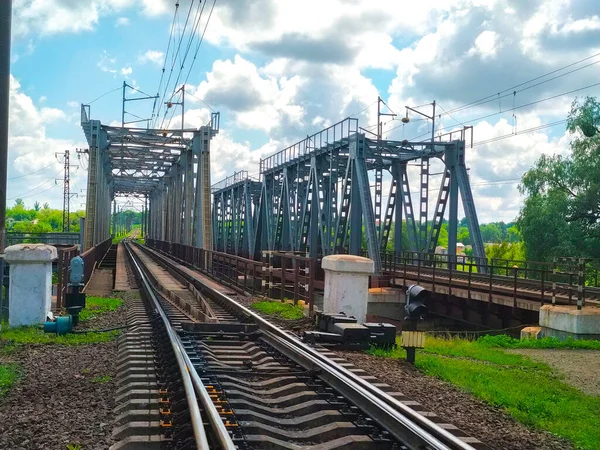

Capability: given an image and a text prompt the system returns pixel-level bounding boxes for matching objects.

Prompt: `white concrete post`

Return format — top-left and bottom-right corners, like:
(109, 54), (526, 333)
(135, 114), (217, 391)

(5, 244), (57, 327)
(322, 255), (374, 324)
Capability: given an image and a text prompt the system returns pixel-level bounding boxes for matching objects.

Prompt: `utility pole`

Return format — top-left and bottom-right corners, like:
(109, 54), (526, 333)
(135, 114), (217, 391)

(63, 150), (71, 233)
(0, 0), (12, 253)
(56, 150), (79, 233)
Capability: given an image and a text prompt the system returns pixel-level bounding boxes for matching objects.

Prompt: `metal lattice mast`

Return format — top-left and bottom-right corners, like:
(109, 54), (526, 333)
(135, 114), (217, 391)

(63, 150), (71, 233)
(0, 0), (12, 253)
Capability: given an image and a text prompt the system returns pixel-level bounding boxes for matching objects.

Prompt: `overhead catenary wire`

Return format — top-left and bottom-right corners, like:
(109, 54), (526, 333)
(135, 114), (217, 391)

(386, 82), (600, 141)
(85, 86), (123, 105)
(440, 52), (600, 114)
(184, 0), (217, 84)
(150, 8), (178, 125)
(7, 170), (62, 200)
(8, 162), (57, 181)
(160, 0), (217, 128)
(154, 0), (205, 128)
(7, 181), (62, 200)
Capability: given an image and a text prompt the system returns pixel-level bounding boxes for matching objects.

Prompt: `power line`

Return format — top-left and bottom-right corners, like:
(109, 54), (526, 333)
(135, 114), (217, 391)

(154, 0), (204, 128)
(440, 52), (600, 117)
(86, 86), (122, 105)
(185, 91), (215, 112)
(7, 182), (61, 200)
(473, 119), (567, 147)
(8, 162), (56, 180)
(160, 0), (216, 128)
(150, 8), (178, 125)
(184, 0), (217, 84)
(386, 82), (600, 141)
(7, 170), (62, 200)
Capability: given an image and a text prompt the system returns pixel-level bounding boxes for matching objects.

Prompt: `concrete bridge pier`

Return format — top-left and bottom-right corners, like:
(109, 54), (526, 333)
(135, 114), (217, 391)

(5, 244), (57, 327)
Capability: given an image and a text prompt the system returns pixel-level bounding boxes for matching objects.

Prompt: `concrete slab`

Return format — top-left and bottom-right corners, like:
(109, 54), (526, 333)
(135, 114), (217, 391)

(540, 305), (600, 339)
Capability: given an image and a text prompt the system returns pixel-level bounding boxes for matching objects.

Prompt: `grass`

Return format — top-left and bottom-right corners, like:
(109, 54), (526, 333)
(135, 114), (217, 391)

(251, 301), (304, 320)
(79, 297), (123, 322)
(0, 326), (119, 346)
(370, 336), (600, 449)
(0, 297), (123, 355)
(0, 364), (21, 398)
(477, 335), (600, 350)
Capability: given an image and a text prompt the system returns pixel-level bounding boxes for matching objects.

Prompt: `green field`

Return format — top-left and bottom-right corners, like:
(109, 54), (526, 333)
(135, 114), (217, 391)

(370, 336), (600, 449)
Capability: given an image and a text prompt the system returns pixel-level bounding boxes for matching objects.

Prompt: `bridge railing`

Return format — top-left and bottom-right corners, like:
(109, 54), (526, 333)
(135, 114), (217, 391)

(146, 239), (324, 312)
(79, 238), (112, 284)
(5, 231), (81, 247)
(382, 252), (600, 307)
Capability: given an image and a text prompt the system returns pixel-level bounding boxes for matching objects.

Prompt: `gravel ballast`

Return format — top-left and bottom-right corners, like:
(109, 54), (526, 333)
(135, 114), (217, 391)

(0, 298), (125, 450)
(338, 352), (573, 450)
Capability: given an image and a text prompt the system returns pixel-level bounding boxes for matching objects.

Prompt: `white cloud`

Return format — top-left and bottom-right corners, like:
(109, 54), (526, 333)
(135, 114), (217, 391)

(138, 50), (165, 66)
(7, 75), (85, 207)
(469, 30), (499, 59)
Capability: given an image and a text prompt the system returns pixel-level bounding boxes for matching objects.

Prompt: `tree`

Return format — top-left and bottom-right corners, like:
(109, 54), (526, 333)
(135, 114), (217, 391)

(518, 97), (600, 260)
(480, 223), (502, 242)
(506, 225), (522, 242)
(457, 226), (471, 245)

### [SHORT PROBLEM]
Rewrite the rows above as a Markdown table with the columns No. and Line, numbering each nonblank line in order and omitting blank lines. Leave the pictures out of the table.

### [FINISHED TASK]
| No. | Line |
|---|---|
| 1 | Capability: given an image and a text prompt the system returns pixel-level bounding boxes for matching objects. |
| 2 | Prompt: `white concrete post` |
| 3 | Return format — top-left and bottom-right corners, like: |
| 4 | (109, 54), (526, 333) |
| 5 | (135, 114), (217, 391) |
| 6 | (5, 244), (57, 327) |
| 7 | (322, 255), (374, 324) |
| 8 | Capability: given an image and a text prompt the system returns pixel-level bounding boxes for matching objects. |
| 9 | Prompt: `utility pole` |
| 10 | Return format — top-left and bottom-right corners, like: |
| 11 | (109, 54), (526, 333) |
| 12 | (135, 114), (217, 391) |
| 13 | (63, 150), (71, 233) |
| 14 | (0, 0), (12, 253) |
| 15 | (56, 150), (79, 233) |
| 16 | Capability: given an image and a text prompt the system returns pixel-level bounding boxes for matching objects. |
| 17 | Prompt: `metal lattice mast` |
| 18 | Return format — top-left and bottom-right corners, like: |
| 19 | (109, 54), (526, 333) |
| 20 | (135, 114), (217, 391) |
| 21 | (63, 150), (71, 233) |
| 22 | (0, 0), (12, 253) |
| 23 | Capability: given an image and a text prompt the system returns pixel-level bounding boxes for matching objects. |
| 24 | Prompt: `overhead catenary wire` |
| 25 | Return format — top-left and bottom-right corners, like: |
| 26 | (109, 54), (526, 333) |
| 27 | (135, 114), (217, 391) |
| 28 | (386, 82), (600, 141) |
| 29 | (85, 86), (123, 105) |
| 30 | (440, 52), (600, 114) |
| 31 | (184, 0), (217, 84) |
| 32 | (150, 8), (178, 125) |
| 33 | (7, 170), (62, 200) |
| 34 | (8, 162), (57, 181) |
| 35 | (160, 0), (217, 128) |
| 36 | (154, 0), (205, 128) |
| 37 | (7, 181), (62, 200) |
| 38 | Capability: given an image and a text prompt the system returns pixel-level bounding boxes for matching objects. |
| 39 | Prompt: `power line` |
| 40 | Return format — top-left and bottom-right corners, like: |
| 41 | (109, 54), (526, 333) |
| 42 | (135, 114), (217, 391) |
| 43 | (154, 0), (204, 128) |
| 44 | (440, 52), (600, 117) |
| 45 | (86, 86), (122, 105) |
| 46 | (185, 91), (215, 112) |
| 47 | (7, 182), (61, 200) |
| 48 | (473, 119), (567, 147) |
| 49 | (8, 162), (56, 180) |
| 50 | (160, 0), (216, 128) |
| 51 | (150, 8), (178, 125) |
| 52 | (184, 0), (217, 84) |
| 53 | (386, 82), (600, 141) |
| 54 | (7, 170), (62, 200) |
| 55 | Capability: given an image and a text prompt the system returns pixel-level bounding boxes for matching objects. |
| 56 | Prompt: `concrete bridge pier` |
| 57 | Return format — top-left and bottom-right corners, like: |
| 58 | (109, 54), (526, 333) |
| 59 | (135, 114), (217, 391) |
| 60 | (5, 244), (57, 327) |
| 61 | Capability: given an image and a text prompt the system returns pixel-level bounding boxes for matching objects. |
| 62 | Prompt: `concrete slab` |
| 63 | Return format — top-left and bottom-right corners, like: |
| 64 | (109, 54), (526, 333) |
| 65 | (135, 114), (217, 391) |
| 66 | (540, 305), (600, 339) |
| 67 | Capability: given an image and a text prompt the system returns pixel-level bounding boxes for matching objects. |
| 68 | Prompt: `grass` |
| 69 | Return format — top-left and bottom-right corners, like: |
| 70 | (109, 54), (526, 333) |
| 71 | (135, 114), (217, 391) |
| 72 | (251, 301), (304, 320) |
| 73 | (79, 297), (123, 322) |
| 74 | (0, 326), (119, 346) |
| 75 | (370, 336), (600, 449) |
| 76 | (0, 297), (123, 355) |
| 77 | (0, 364), (21, 398) |
| 78 | (477, 335), (600, 350) |
| 79 | Capability: given an image and a text prompt the system returns pixel-level bounding boxes for matching objects. |
| 80 | Prompt: `green field` |
| 81 | Return format — top-left and bottom-right corners, like: |
| 82 | (109, 54), (526, 333) |
| 83 | (135, 114), (217, 391) |
| 84 | (370, 336), (600, 449) |
| 85 | Capability: given an image and a text prompt the system returns pixel-level bounding boxes for matching objects. |
| 86 | Prompt: `bridge railing` |
| 87 | Return format — top-left and bottom-right corners, like: |
| 88 | (109, 54), (526, 333) |
| 89 | (135, 114), (217, 391) |
| 90 | (146, 239), (324, 312) |
| 91 | (79, 238), (112, 284) |
| 92 | (5, 231), (81, 247) |
| 93 | (382, 252), (600, 307) |
| 94 | Capability: given an image and a text prompt the system returns pixel-level bounding boxes for matching objects. |
| 95 | Prompt: `gravel ballast` |
| 96 | Return format — top-left and bottom-right corners, like: |
| 97 | (109, 54), (526, 333) |
| 98 | (135, 114), (217, 391) |
| 99 | (0, 298), (125, 450) |
| 100 | (338, 352), (573, 450) |
| 101 | Capability: given an image and a text prompt the system returns pixel-level bounding boxes for matching objects. |
| 102 | Prompt: `white cloud` |
| 103 | Return format — top-left and bottom-right corners, like: |
| 104 | (109, 54), (526, 333) |
| 105 | (135, 114), (217, 391) |
| 106 | (138, 50), (165, 66) |
| 107 | (7, 75), (85, 207) |
| 108 | (469, 30), (499, 59) |
| 109 | Capability: given an image and a text prompt the system returns pixel-level bounding boxes for matching objects. |
| 110 | Prompt: `tree` |
| 111 | Return format — top-left and bottom-right corners, like: |
| 112 | (109, 54), (526, 333) |
| 113 | (135, 114), (217, 391) |
| 114 | (518, 97), (600, 260) |
| 115 | (480, 223), (502, 242) |
| 116 | (506, 225), (522, 242) |
| 117 | (457, 226), (471, 245) |